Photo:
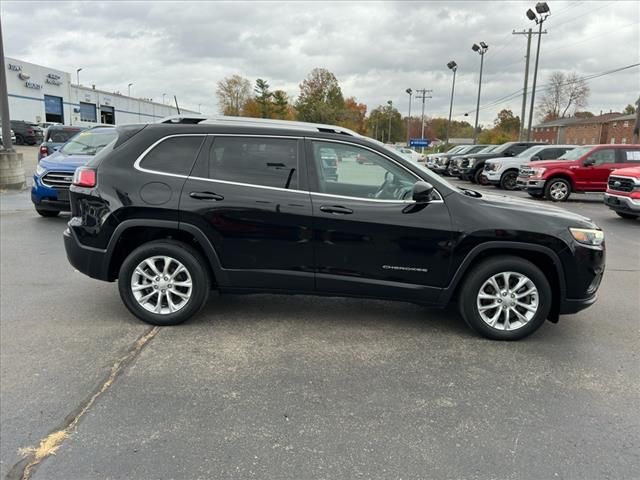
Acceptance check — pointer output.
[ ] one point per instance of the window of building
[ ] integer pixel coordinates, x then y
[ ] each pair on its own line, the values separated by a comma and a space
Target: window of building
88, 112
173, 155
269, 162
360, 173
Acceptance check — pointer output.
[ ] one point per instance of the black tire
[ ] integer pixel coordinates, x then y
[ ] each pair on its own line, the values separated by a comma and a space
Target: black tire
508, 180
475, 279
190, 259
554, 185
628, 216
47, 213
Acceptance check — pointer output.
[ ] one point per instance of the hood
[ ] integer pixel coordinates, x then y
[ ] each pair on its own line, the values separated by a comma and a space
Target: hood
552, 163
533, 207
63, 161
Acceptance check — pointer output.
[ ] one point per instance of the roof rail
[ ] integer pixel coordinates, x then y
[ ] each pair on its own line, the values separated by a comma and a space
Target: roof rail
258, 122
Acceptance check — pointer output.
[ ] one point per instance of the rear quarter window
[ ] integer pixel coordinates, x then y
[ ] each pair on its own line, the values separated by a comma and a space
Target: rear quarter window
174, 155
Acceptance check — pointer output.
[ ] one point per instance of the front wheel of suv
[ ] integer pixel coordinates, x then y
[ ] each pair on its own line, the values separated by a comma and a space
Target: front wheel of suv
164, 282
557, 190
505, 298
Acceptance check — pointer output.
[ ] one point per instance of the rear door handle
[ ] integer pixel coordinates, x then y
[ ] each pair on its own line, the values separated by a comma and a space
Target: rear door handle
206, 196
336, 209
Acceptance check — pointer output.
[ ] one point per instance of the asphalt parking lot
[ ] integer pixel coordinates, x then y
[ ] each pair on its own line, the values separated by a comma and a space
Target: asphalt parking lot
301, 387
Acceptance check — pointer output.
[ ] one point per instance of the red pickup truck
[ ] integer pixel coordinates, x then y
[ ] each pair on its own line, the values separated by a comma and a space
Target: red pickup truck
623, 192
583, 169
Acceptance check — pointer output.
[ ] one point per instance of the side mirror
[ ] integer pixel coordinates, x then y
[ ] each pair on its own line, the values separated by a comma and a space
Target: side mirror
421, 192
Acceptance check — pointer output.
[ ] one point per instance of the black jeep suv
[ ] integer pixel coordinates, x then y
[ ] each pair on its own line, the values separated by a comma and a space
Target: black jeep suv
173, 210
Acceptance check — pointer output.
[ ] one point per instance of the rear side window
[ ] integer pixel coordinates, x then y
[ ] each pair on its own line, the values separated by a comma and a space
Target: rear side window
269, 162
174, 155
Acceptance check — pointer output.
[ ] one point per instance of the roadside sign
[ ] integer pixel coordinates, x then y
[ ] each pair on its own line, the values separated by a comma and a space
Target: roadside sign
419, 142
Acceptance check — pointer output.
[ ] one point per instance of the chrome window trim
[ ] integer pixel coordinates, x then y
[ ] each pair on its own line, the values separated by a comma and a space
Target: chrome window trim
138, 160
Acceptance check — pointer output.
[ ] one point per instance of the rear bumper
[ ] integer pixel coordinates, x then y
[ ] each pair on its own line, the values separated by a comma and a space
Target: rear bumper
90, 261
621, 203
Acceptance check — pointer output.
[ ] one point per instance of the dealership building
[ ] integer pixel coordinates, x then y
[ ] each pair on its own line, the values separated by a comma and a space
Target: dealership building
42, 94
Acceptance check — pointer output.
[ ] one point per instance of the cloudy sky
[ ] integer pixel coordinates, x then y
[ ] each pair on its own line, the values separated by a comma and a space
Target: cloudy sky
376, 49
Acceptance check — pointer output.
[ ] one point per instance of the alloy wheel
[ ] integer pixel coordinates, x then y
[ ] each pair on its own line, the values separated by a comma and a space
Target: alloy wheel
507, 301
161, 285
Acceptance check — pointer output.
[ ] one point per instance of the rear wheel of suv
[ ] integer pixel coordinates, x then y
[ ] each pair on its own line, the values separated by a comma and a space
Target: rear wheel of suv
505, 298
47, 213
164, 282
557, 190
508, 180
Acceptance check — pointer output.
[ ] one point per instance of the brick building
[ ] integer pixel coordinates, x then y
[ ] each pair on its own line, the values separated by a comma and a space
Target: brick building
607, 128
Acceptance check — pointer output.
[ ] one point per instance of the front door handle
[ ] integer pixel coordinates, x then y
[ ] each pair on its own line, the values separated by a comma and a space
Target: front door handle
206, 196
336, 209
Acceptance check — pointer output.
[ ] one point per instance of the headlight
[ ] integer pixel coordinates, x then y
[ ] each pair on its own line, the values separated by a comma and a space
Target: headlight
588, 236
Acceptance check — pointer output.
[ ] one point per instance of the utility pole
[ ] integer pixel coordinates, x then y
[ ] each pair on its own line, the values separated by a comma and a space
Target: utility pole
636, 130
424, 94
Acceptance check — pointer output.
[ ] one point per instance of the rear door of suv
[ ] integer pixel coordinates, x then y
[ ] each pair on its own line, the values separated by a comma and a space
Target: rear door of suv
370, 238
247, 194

***

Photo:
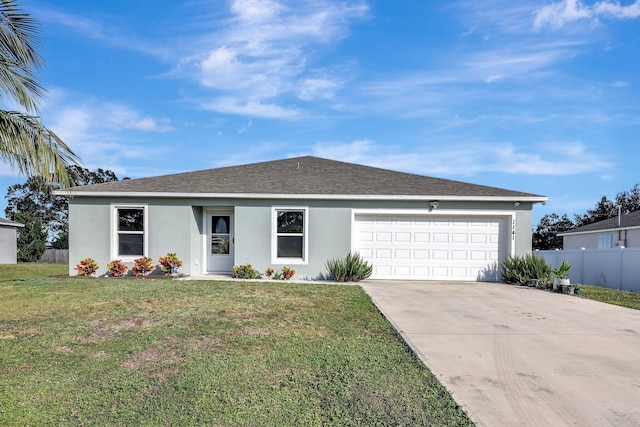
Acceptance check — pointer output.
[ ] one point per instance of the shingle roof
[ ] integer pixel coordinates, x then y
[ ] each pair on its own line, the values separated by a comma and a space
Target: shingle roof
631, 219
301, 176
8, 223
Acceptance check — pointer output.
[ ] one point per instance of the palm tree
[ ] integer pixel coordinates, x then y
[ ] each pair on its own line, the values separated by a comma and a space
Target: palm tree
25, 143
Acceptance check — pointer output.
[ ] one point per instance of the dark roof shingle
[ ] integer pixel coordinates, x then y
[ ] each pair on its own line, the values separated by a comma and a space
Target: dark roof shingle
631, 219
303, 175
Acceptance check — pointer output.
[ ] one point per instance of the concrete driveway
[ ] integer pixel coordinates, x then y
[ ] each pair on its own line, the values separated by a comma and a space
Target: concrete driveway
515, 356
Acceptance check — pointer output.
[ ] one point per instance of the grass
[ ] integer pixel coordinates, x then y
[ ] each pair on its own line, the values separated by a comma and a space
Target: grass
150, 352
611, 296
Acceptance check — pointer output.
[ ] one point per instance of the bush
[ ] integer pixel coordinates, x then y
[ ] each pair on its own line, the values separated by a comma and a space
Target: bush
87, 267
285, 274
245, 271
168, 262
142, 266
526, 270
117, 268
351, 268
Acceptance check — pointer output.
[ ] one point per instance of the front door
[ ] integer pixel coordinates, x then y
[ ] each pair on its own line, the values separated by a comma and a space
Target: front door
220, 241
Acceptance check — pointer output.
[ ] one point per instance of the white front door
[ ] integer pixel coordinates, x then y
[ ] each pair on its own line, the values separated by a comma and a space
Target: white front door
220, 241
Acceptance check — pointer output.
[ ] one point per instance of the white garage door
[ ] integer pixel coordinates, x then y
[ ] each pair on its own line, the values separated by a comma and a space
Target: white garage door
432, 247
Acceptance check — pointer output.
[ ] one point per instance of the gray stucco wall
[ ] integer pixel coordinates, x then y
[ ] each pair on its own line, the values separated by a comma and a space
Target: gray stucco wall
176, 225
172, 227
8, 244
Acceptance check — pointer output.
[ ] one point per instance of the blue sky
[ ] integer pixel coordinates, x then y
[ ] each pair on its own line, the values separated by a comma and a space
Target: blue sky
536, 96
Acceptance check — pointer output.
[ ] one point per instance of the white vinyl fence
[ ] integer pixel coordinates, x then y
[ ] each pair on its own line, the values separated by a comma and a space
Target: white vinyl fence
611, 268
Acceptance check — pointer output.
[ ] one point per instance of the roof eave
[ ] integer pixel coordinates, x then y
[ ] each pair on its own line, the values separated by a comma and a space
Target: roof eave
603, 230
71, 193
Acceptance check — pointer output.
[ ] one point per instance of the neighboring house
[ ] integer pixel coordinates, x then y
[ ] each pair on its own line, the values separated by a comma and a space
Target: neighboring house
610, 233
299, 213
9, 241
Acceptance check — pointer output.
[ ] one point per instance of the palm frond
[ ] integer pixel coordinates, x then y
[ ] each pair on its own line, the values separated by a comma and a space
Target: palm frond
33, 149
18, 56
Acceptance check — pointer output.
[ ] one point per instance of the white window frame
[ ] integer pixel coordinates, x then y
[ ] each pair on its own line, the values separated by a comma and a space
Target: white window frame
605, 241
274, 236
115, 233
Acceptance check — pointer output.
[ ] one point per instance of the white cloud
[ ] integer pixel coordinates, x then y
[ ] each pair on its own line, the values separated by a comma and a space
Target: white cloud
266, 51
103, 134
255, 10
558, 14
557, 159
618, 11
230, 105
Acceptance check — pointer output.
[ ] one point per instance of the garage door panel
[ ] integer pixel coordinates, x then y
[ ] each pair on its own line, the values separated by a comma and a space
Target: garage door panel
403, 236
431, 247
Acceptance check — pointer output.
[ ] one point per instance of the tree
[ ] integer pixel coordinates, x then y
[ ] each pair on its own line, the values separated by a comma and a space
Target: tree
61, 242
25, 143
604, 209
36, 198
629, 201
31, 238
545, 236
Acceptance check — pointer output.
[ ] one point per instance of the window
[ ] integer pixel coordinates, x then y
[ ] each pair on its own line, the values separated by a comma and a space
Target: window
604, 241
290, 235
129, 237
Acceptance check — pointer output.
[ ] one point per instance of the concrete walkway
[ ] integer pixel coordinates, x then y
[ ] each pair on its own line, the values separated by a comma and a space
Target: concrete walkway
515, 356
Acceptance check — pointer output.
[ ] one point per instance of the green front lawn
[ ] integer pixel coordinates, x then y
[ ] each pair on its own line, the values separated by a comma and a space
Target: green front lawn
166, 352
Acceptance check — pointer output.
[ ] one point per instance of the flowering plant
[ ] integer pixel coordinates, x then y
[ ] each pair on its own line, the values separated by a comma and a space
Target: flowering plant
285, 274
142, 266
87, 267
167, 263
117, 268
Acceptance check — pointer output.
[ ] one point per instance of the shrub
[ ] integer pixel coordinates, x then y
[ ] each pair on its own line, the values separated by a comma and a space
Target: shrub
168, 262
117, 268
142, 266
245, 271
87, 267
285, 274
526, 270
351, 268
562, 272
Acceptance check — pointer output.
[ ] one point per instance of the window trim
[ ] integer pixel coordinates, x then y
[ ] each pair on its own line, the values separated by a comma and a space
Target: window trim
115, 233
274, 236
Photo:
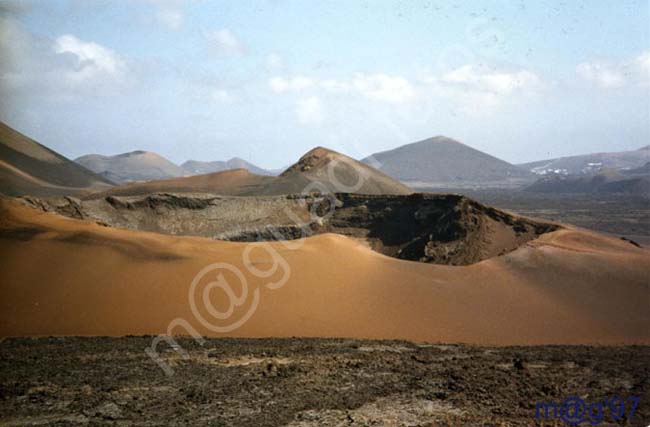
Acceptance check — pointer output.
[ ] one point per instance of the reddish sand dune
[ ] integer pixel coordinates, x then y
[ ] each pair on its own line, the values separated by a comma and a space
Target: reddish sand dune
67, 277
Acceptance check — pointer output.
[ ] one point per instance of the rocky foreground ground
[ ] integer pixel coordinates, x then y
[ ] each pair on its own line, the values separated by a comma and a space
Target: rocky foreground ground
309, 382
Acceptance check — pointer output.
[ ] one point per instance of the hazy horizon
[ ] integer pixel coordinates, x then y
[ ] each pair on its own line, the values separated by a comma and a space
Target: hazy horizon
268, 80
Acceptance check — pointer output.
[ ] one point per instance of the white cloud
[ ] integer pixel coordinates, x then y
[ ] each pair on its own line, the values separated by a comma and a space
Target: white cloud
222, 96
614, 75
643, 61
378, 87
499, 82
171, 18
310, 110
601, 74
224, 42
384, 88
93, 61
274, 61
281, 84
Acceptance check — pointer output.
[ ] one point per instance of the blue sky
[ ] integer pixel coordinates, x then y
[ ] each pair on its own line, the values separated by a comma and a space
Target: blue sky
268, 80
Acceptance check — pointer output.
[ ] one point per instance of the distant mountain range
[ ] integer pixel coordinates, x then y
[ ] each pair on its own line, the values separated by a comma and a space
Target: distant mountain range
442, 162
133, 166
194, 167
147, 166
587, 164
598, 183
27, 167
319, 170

***

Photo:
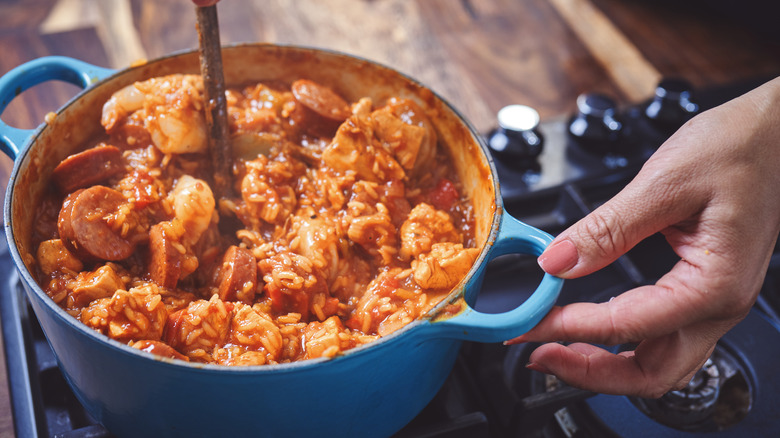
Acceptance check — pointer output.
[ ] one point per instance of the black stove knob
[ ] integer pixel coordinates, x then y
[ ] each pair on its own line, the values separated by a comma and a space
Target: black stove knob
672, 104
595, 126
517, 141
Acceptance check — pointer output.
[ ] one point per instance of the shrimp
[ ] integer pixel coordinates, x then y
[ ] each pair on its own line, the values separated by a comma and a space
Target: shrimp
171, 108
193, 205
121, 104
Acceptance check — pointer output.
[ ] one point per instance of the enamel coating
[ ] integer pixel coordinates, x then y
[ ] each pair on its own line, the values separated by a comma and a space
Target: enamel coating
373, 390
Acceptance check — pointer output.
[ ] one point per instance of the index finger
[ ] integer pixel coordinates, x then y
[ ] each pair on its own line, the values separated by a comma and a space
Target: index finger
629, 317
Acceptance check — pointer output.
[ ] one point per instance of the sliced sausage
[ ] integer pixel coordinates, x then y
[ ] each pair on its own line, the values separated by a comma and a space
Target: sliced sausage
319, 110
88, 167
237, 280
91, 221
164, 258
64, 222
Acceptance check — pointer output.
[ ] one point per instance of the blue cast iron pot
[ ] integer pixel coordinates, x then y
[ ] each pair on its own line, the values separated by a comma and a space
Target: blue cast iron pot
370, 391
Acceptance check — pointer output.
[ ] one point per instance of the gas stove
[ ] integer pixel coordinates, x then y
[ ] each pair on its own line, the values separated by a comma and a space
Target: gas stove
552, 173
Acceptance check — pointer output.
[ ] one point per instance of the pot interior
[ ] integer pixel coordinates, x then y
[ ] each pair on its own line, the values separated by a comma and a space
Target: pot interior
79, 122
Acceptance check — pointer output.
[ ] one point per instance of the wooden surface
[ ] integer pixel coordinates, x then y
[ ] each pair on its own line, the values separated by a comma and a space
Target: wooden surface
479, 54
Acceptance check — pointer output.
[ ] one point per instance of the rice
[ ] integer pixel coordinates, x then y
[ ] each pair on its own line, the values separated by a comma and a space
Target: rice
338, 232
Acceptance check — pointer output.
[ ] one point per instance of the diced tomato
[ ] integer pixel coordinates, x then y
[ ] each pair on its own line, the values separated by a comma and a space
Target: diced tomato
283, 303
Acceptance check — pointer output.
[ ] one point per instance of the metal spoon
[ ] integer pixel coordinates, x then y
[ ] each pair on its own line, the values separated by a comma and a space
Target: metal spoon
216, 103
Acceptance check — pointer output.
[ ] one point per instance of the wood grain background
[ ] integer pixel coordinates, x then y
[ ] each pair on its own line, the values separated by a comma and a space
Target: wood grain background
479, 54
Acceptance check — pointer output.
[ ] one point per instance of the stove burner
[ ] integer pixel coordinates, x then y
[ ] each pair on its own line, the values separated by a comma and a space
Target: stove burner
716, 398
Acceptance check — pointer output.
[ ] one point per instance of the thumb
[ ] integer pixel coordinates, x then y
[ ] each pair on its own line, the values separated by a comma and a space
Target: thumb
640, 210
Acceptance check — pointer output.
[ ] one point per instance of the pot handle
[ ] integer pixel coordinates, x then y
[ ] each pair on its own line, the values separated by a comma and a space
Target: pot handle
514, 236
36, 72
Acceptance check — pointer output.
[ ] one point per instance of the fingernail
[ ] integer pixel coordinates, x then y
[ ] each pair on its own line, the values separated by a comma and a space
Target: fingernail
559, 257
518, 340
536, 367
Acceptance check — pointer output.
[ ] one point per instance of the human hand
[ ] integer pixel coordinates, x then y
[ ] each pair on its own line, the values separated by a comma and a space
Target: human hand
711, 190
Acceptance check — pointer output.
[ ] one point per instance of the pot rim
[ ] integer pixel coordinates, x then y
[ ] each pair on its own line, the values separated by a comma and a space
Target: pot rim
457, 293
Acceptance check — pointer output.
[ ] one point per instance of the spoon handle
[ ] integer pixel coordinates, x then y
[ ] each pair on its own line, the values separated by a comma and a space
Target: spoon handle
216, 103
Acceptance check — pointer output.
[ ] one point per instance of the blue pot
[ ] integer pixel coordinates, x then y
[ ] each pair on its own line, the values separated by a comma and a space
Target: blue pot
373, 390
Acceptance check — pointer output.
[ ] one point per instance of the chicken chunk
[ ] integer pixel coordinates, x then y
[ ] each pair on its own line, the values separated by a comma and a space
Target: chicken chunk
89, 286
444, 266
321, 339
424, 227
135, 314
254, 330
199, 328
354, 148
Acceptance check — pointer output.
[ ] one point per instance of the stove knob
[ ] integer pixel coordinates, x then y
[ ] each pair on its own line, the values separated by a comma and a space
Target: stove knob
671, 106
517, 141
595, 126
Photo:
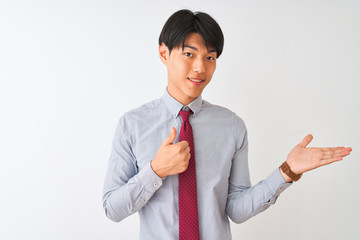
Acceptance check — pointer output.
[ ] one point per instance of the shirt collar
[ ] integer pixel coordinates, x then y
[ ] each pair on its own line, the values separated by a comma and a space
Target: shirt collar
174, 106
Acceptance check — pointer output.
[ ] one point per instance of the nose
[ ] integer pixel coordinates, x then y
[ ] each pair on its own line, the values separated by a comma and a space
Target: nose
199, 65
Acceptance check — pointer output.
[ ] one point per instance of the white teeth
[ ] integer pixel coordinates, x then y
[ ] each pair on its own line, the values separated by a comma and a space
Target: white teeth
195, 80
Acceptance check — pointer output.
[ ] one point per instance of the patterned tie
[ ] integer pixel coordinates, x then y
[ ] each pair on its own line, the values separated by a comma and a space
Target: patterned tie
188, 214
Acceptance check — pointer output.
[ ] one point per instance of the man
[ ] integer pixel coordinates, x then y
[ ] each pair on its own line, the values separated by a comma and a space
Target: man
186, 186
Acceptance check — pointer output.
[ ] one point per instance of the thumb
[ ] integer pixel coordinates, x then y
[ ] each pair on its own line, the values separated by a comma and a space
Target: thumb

***

The exercise:
Find each line of the data above that contains the string "nose", matching case, and copy those lines out.

Response to the task:
[ ] one point per instance of the nose
Target: nose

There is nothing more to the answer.